▶ _What to do_
Return all the data below as it stands, minus the pictures.

Entries for bounding box labeling:

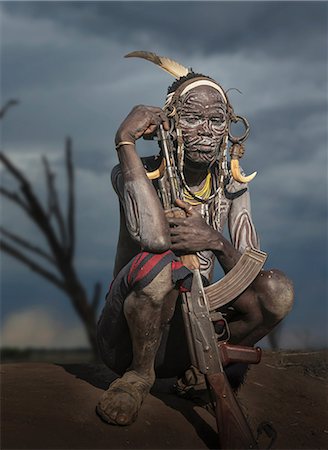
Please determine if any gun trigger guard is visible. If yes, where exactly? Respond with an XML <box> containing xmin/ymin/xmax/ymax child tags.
<box><xmin>256</xmin><ymin>422</ymin><xmax>277</xmax><ymax>450</ymax></box>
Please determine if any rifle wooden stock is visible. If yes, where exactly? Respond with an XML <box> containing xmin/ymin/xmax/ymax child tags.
<box><xmin>219</xmin><ymin>342</ymin><xmax>262</xmax><ymax>367</ymax></box>
<box><xmin>207</xmin><ymin>372</ymin><xmax>258</xmax><ymax>450</ymax></box>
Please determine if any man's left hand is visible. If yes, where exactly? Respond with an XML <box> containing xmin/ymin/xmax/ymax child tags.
<box><xmin>167</xmin><ymin>199</ymin><xmax>221</xmax><ymax>254</ymax></box>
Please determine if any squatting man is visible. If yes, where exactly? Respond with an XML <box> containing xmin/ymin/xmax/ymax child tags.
<box><xmin>97</xmin><ymin>52</ymin><xmax>293</xmax><ymax>425</ymax></box>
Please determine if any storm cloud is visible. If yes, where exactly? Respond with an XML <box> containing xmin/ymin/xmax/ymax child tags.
<box><xmin>0</xmin><ymin>2</ymin><xmax>327</xmax><ymax>345</ymax></box>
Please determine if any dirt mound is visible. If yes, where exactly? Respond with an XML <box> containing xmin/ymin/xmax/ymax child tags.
<box><xmin>1</xmin><ymin>351</ymin><xmax>328</xmax><ymax>449</ymax></box>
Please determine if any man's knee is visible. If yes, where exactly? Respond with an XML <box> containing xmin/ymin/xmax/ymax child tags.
<box><xmin>254</xmin><ymin>269</ymin><xmax>294</xmax><ymax>323</ymax></box>
<box><xmin>134</xmin><ymin>264</ymin><xmax>174</xmax><ymax>306</ymax></box>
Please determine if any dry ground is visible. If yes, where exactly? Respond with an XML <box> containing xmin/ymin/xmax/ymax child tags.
<box><xmin>1</xmin><ymin>351</ymin><xmax>328</xmax><ymax>450</ymax></box>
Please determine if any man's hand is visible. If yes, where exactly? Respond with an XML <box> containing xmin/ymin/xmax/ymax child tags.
<box><xmin>115</xmin><ymin>105</ymin><xmax>170</xmax><ymax>145</ymax></box>
<box><xmin>167</xmin><ymin>199</ymin><xmax>222</xmax><ymax>254</ymax></box>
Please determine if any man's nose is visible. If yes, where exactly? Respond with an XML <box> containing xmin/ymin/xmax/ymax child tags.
<box><xmin>199</xmin><ymin>119</ymin><xmax>212</xmax><ymax>136</ymax></box>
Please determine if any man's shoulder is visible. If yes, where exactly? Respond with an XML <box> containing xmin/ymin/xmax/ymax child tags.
<box><xmin>111</xmin><ymin>155</ymin><xmax>162</xmax><ymax>181</ymax></box>
<box><xmin>140</xmin><ymin>155</ymin><xmax>162</xmax><ymax>172</ymax></box>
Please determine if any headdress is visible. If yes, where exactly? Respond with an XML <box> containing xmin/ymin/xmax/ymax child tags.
<box><xmin>125</xmin><ymin>51</ymin><xmax>256</xmax><ymax>185</ymax></box>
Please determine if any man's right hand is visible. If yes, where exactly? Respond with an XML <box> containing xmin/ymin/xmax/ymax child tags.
<box><xmin>115</xmin><ymin>105</ymin><xmax>170</xmax><ymax>145</ymax></box>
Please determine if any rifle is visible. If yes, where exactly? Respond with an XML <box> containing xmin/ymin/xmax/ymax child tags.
<box><xmin>158</xmin><ymin>125</ymin><xmax>275</xmax><ymax>449</ymax></box>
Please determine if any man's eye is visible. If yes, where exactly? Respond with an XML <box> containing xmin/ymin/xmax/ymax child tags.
<box><xmin>184</xmin><ymin>116</ymin><xmax>199</xmax><ymax>123</ymax></box>
<box><xmin>211</xmin><ymin>116</ymin><xmax>225</xmax><ymax>125</ymax></box>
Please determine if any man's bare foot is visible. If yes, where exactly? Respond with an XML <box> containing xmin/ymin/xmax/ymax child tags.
<box><xmin>96</xmin><ymin>370</ymin><xmax>155</xmax><ymax>425</ymax></box>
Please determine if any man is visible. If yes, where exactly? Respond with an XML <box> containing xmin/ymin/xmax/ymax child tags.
<box><xmin>97</xmin><ymin>52</ymin><xmax>293</xmax><ymax>425</ymax></box>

▶ _Task solution_
Please determine if any gun trigger guard is visible. If yes, where exactly? Respond with an XML <box> containing xmin/ymin/xmax/ymax child tags.
<box><xmin>256</xmin><ymin>422</ymin><xmax>277</xmax><ymax>450</ymax></box>
Please determine if any rifle wooden stock is visible. If yes, where exactly? Respond with an XML <box> containing xmin/ymin/xmax/ymax child tags.
<box><xmin>219</xmin><ymin>342</ymin><xmax>262</xmax><ymax>367</ymax></box>
<box><xmin>207</xmin><ymin>372</ymin><xmax>258</xmax><ymax>450</ymax></box>
Please determine if any man's left hand is visible. If yes, where exactly? Respond with an XML <box> containing xmin/ymin/xmax/ymax child tags.
<box><xmin>167</xmin><ymin>199</ymin><xmax>221</xmax><ymax>254</ymax></box>
Please determine if any squatting man is visible. If yes, where exactly? Respond with an XML <box> containing xmin/ymin/xmax/ymax child tags.
<box><xmin>97</xmin><ymin>52</ymin><xmax>293</xmax><ymax>425</ymax></box>
Please determine if any storm cloud is visible. If yes, where exactly? Respond with an XML <box> containing xmin/ymin/xmax/ymax child tags.
<box><xmin>0</xmin><ymin>2</ymin><xmax>327</xmax><ymax>345</ymax></box>
Please determine if any dirt mound is visible. If yes, where exactly? Respond with an XML <box> containing xmin/ymin/xmax/ymax child tags.
<box><xmin>1</xmin><ymin>351</ymin><xmax>328</xmax><ymax>449</ymax></box>
Please determine if any man's knee is visible. If yes, where exactly? Respond with an XML <box> containing xmin/ymin/xmax/ymax child tags.
<box><xmin>254</xmin><ymin>269</ymin><xmax>294</xmax><ymax>323</ymax></box>
<box><xmin>134</xmin><ymin>264</ymin><xmax>174</xmax><ymax>306</ymax></box>
Please determine if any dry ground is visible. If yes, where exactly? Respond with an XML <box> containing xmin/ymin/xmax/ymax child tags.
<box><xmin>1</xmin><ymin>351</ymin><xmax>328</xmax><ymax>450</ymax></box>
Please determine if any man's hand is visible. If yes, where exactly? Respond with an XML <box> containing xmin/ymin/xmax/ymax child tags.
<box><xmin>115</xmin><ymin>105</ymin><xmax>170</xmax><ymax>145</ymax></box>
<box><xmin>167</xmin><ymin>199</ymin><xmax>222</xmax><ymax>254</ymax></box>
Please determine if any man's nose is visible. If yes, where exactly? Respond with an XML <box> containing xmin/ymin/xmax/ymax child tags.
<box><xmin>199</xmin><ymin>119</ymin><xmax>212</xmax><ymax>136</ymax></box>
Please determine if any man's shoulder is visible. If yes, where exactly? Respond with an XML <box> containing xmin/ymin/xmax/ymax child tags.
<box><xmin>111</xmin><ymin>155</ymin><xmax>162</xmax><ymax>181</ymax></box>
<box><xmin>140</xmin><ymin>155</ymin><xmax>162</xmax><ymax>172</ymax></box>
Please determine if any headdress is visible. If yes, where exactly? Respond with an XML <box> containing xmin/ymin/xmax/ymax child tags.
<box><xmin>125</xmin><ymin>51</ymin><xmax>256</xmax><ymax>185</ymax></box>
Please determine if any man's right hand is visible. If yes, where exactly? Respond with an XML <box> containing xmin/ymin/xmax/ymax child tags.
<box><xmin>115</xmin><ymin>105</ymin><xmax>170</xmax><ymax>145</ymax></box>
Please determine if any rifle is visible. If yes, where exactly? Respond with an XML <box> containing xmin/ymin/xmax/ymax child tags.
<box><xmin>158</xmin><ymin>125</ymin><xmax>275</xmax><ymax>449</ymax></box>
Please determine if any man's eye is visible. If yes, where exactly? Respond with an XML <box> containing xmin/ymin/xmax/ymax child tags.
<box><xmin>184</xmin><ymin>116</ymin><xmax>199</xmax><ymax>123</ymax></box>
<box><xmin>211</xmin><ymin>116</ymin><xmax>225</xmax><ymax>125</ymax></box>
Please determine if any man's bare foot is visible. If yes, where exactly? Respond with an XML <box> containing xmin/ymin/xmax/ymax child tags.
<box><xmin>96</xmin><ymin>370</ymin><xmax>155</xmax><ymax>425</ymax></box>
Please determine if any man is visible. If yes, where exactly? Respond with an XML <box> containing xmin/ymin/xmax/ymax child tags.
<box><xmin>97</xmin><ymin>52</ymin><xmax>293</xmax><ymax>425</ymax></box>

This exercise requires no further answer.